Bodhapañcadaśikā d'Abhinavagupta (2)
9.
Ainsi, les émissions et les résorptions fragmentatrices œuvres de l'énergie inhérente à Sa liberté découlent de Sa propre nature [et] y résident.
Toutes les formes de création et de destruction existent dans la nature même de Śiva et n'en sont pas distinctes. C'est à cause de l'ignorance, c'est-à-dire de la connaissance limitée propre aux êtres manifestés, qu'elles semblent avoir une existence propre différenciée. La perception purement sensorielle, liée à l'action, masque l'essence divine des choses. La connaissance, intellectuelle et intuitive, de la suprême Conscience la révèle. De l'individuel, on passe à l'universel.
10.
La diversité de ces émissions et de ces résorptions est sans fin dans toutes les directions, sur tous les plans d'existence et en leur sein. La notion de bonheur et de malheur [est elle-même] le produit (de Sa liberté).
À tous les niveaux de l'ensemble des mondes (le Shivaïsme en dénombre 118) règne une infinie et constante diversité, non seulement sur le plan de l'action (modes de vie, notions de temps, etc.), mais aussi de concepts comme le bonheur et le malheur qui eux aussi n'existent que du fait de l'ignorance.
11.
Ne pas comprendre cela est également le fait de Sa liberté et inspire assurément la terreur du cycle des renaissances chez les êtres bornés.
Tels des rats prisonniers de leur roue, les êtres qui ne comprennent pas la nature du jeu divin vivent et revivent à l'infini les tribulations de l'existence manifestée. Il ne tient pourtant qu'à eux de s'éveiller à la connaissance et de prendre refuge dans la suprême Réalité ainsi révélée pour que la terreur disparaisse. L'ignorance de la véritable nature du monde est bien la mère de tous les maux.
12.
En vérité, [l'éveil] se produit pour une raison et par un moyen quelconques : le nectar de Sa grâce, l'enseignement d'un maître ou l'étude des traités consacrés au suprême Seigneur, Paramaśiva.
La voie de l'éveil dépend des individus et de leur parcours personnel : directe, par réception immédiate de la grâce divine, ou par des intermédiaires : enseignement vibratoire d'un véritable maître ne passant pas nécessairement par la parole ou bien étude intellectuelle des traités shivaïtes. Tous les moyens sont bons dans la mesure où ils sont adaptés à l'état de conscience de la personne. Mûrissement intérieur ou révélation, il importe seulement de déchirer le voile et d'entrer dans la lumière.

________

**Questions d'étude**
**a.** Répondez à ces questions sur le texte sur la Bodhapañcadaśikā :
(i) Combien de mondes le Shivaïsme dénombre-t-il ?
(ii) À quoi sont comparés les êtres qui ne comprennent pas la nature du jeu divin ?
(iii) Qu'est-ce qui est appelé « la mère de tous les maux » ?
**b.** Dans le texte sur la Bodhapañcadaśikā, relevez tous les moyens de l'éveil qu'énumère la strophe numérotée 12.
**c.** Écrivez la suite du texte sur la Bodhapañcadaśikā, à partir de sa dernière phrase.
Les données n'ont aucun lien avec le texte sur la Bodhapañcadaśikā.

**Données fournies**
________

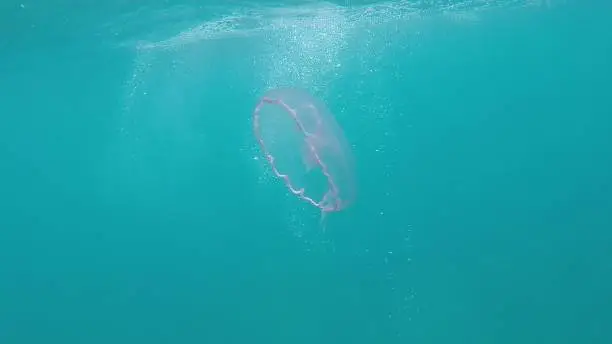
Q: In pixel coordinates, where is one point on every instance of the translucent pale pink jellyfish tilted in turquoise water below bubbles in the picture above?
(305, 148)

________

**Réponses attendues**
**a.**
(i) 118.
(ii) À des rats prisonniers de leur roue.
(iii) L'ignorance de la véritable nature du monde.

**b.** Le nectar de Sa grâce ; l'enseignement d'un maître ; l'étude des traités consacrés au suprême Seigneur, Paramaśiva.

**c.**
13.
La connaissance de cette réalité est délivrance et [accès à] l'état du Seigneur suprême. Elle confère aux êtres éveillés la plénitude et la libération en cette vie.
Appréhension intérieure intime fulgurante du jeu divin, réalisée par les moyens évoqués en 12 mais qui, au final, relève toujours de la Grâce, la connaissance dissout instantanément les chaînes créées par l'illusion. Les êtres non éveillés sont délivrés de l'ignorance de la véritable nature de la réalité au moment de la mort, alors que les êtres éveillés jouissent de la libération en cette vie et font profiter leur entourage de leur rayonnement.
14.
Le lien et la délivrance sont le produit de la nature même de Śiva. Il est impossible de les différencier car en vérité la différenciation est étrangère à la nature du suprême Seigneur.
La différenciation dualisante entre le lien (ignorance) et la délivrance (connaissance) est elle aussi un aspect de l'illusion, ce "mauvais tour" que joue Śiva aux êtres manifestés. La dualité en général n'a droit de cité qu'en l'absence de prise de conscience de l'unité intrinsèque de la Réalité.
15.
Tel est Bhairava, nature même de toutes les modalités d'existence, qui siège sur les lotus [posés sur les pointes] du trident des énergies : volonté, fragmentation et connaissance.
Śiva/Bhairava est la Conscience source une et unique d'où tout émane et où tout revient, à laquelle rien n'est extérieur. La création et la destruction des mondes sont le fait de Sa volonté, la fragmentation qui est notre perception de la réalité est le produit de son jeu de voilement/dévoilement. La prise de conscience libératrice des liens de toutes natures est l'aboutissement d'une démarche spirituelle sanctionnée par la Grâce.
Remarque : on trouve en général dans les traductions mentionnant ce trident "action" et non "fragmentation". Mais le mot "kalā" utilisé ici renvoie plutôt à "portion, part, morceau". Fragmentation me semble donc mieux adapté pour désigner globalement tout ce qui divise et nous éloigne du sentiment d'unité universelle.
16.
Abhinavagupta a composé ces quinze stances pour faire accéder instantanément à l'éveil ses élèves à la compréhension limitée.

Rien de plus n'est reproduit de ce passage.